> [読解用抜粋]

そもそも人間は習っていない事・知らない事は出来ません。知っていても習っていてもわからないことは出てきます。そうでなければ学校のテストで100点以外取るわけがないじゃないですか!(ド忘れだとかよく覚えてなかっただとか色々原因はありますが)
「テストで大事なのは点数よりも復習」という格言もありますが、わからない点はわかるまで学習し、それを自分のものにするという事が重要です。
今回の講座もそのポリシーに従い、どんな簡単な質問でもOKという形にしました。「疑問は成長の種」です。

講義のまとめドキュメント抜粋。
たくさん質問出していただきました!

講座の後は演習解説と宿題

講座の方は全9章からなっていますが、第8章・第9章はそれまでの内容の総ざらい・組み合わせた応用問題等になってくるため、具体的に講義として解説する部分がほとんどありません。そのため、講座第6回からは応用・実践演習として実務で使うような課題を受講者に宿題として出し、その解説を講義でするようにしました。
実はこれにはちょっと経緯がありまして…
第1回~第5回では演習を講義内で解いてもらっていたのですが、SQL初学者にとってクエリを書くのはなかなかに骨が折れる作業です。1つのクエリを書くのに30分1時間はあっという間に過ぎてしまうことも。その手間を計算に入れていなかったため「演習時間内に書き終わらない」「書けるようになった実感が湧かない」という事態が起きていました。
そこで第6回以降は演習を講義内ではなく「今まで講座の受講に充てていてもらった時間を使って宿題を解いてもらう」という形でやってもらいつつ、提出された宿題に対して添削をする形式に変更しました。A.K.A.- PEN先生という奴ですね。
この添削が受講者の方々には好評だったようで、「添削コメントやさしくて涙出た」「クソクエリ書いてもどっか褒めてくれる」「添削コメントが励みになった」(ほぼ原文ママ)と受講者の方々からの声をいただいております。頑張った甲斐がありました。こんなあったかいこと言われたら私が泣いちゃう。
これにより、あくまで講義として受け身で理解しようとしていたのが「自分で書く」事からの学びに繋がったという風に思っています。

成果共有のMTGの際にいただいたコメント。
添削やってよかったと思った瞬間。

修了試験

一旦前半の初学者用講義が終わった所で、講座の修了試験を行いました。
「実務に使われる、きちんと基礎が理解できれば使える」ものを問題として出し、提出していただくというものです。
普段の宿題は構文の解説や使い方を説明するために、実務の中でもかなり難しい方に偏らせていました。が、実際に使う際にはそこまで複雑な条件が必要なことは一部のレアケース以外ほぼありません。

実際に行った修了試験の問題がこちら。
こういう質問は版元さんからたくさん飛んできます。
対して宿題がこちら。
条件色々複雑な条件を足して、必要な知識を使うような問題にしてあります。

必要十分な問いを作るのも苦労しましたが、修了試験において心を砕いたのはそこよりもむしろ「再提出へのアドバイス」です。
今回のプロジェクトのテーマとしては「参加者全員、誰も取り残さない」というものがありました。そのため、修了試験は1発で合否判定するというよりも、その人がわかっていない所を洗い出し、それを埋める事で問題なくクエリが書けるようになる事が命題でした。先程も触れましたが、「テストで大事なのは点数よりも復習」です。

> [提供された記録]
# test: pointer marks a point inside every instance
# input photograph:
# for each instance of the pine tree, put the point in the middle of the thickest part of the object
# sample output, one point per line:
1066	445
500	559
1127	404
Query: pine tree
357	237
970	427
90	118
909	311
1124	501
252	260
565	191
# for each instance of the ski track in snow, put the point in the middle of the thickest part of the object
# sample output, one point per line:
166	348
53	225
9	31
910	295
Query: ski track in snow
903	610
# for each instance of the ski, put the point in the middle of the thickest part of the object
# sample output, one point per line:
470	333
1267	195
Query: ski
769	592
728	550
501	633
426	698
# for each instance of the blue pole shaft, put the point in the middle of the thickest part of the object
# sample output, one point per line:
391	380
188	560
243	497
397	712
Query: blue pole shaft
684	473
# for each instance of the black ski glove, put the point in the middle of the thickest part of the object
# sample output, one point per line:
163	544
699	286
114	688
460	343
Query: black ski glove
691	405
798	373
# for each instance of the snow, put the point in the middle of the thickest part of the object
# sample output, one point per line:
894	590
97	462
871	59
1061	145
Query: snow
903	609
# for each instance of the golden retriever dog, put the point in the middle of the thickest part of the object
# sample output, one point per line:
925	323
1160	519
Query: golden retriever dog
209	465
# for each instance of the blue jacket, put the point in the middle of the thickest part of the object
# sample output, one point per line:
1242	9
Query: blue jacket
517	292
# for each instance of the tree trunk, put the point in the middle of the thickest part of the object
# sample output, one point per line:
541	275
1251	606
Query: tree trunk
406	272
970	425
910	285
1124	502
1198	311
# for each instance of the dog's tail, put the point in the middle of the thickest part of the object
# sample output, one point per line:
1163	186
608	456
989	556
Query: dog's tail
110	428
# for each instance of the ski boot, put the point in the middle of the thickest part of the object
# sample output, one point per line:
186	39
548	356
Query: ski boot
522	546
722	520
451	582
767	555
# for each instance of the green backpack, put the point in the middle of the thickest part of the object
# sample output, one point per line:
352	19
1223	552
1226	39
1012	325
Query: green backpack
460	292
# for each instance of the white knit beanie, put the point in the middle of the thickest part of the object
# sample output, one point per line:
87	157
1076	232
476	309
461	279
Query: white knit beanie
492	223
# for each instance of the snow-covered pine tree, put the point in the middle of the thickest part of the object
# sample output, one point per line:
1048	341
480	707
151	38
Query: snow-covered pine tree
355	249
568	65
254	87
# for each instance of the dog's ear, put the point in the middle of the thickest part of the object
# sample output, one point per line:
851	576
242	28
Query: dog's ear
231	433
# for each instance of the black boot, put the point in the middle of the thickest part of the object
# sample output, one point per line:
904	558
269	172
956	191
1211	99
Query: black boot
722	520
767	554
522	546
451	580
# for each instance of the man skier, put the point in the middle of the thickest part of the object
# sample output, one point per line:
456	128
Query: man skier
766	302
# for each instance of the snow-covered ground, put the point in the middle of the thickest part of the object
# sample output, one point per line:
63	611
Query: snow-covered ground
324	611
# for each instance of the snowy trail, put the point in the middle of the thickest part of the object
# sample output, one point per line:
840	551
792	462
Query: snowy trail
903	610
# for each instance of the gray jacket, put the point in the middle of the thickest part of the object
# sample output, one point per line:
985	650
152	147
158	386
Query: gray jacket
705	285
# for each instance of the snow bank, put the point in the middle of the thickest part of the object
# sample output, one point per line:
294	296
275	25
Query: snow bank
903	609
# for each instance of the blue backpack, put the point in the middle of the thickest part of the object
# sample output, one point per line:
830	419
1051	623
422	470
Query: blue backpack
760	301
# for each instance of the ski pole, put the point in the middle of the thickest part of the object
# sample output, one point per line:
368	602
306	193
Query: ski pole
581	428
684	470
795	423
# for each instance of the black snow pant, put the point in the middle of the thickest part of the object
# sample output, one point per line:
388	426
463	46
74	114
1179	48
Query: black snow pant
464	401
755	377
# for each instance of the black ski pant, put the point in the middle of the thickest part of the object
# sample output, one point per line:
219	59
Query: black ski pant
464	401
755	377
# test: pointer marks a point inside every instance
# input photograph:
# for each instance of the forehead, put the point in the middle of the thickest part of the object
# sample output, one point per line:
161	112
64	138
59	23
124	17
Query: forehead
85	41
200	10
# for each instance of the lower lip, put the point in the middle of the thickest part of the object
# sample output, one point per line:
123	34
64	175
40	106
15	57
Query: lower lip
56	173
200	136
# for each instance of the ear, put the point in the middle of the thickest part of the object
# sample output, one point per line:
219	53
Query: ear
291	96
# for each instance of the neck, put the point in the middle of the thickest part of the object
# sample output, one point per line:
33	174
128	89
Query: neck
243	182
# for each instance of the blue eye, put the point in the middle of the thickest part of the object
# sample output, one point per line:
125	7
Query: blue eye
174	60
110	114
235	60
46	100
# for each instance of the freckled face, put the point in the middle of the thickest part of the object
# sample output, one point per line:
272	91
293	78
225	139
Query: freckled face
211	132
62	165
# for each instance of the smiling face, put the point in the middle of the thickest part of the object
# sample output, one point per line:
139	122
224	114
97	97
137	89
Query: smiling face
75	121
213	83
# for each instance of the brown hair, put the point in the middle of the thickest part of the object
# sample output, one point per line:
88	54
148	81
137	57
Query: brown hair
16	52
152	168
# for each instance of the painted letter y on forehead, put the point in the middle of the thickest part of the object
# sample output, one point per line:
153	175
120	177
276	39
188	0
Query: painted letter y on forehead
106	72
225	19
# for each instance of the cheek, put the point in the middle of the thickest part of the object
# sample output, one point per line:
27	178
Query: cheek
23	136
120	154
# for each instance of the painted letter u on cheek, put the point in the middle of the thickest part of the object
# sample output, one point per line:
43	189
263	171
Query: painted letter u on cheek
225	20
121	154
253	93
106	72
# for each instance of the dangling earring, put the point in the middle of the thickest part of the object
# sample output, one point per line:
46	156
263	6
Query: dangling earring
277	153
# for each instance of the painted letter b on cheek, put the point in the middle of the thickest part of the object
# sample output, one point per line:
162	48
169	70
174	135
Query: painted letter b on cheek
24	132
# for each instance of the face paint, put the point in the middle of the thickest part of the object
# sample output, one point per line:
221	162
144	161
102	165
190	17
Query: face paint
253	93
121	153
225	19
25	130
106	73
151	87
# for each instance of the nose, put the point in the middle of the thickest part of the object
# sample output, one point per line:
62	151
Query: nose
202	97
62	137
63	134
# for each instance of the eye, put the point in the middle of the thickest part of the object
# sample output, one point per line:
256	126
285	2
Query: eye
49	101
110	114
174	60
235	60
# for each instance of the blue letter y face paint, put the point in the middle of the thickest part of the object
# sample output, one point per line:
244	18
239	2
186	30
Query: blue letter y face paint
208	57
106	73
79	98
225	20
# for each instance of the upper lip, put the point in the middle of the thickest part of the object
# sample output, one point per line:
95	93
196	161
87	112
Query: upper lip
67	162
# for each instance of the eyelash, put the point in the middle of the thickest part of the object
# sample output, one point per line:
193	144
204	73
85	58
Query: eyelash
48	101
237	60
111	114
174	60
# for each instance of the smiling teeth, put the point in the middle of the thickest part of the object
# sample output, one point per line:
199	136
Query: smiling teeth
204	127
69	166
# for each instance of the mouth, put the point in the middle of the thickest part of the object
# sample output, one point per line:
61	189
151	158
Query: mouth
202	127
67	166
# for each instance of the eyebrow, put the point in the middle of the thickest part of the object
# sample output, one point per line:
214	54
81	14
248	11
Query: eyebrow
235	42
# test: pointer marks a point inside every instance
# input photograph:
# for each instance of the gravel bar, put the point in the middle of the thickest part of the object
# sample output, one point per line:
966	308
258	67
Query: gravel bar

> [依頼]
SQL講座についての抜粋から、次の問いに答えなさい。
(a) 講座は全部で何章ありますか。
(b) 演習を宿題として出す形式は、講座の第何回から始まりましたか。
(c) 今回のプロジェクトのテーマは何でしたか。
記録は別の出典から取ったものです。

> [解答]
(a) 全9章です。
(b) 第6回からです。
(c) 「参加者全員、誰も取り残さない」です。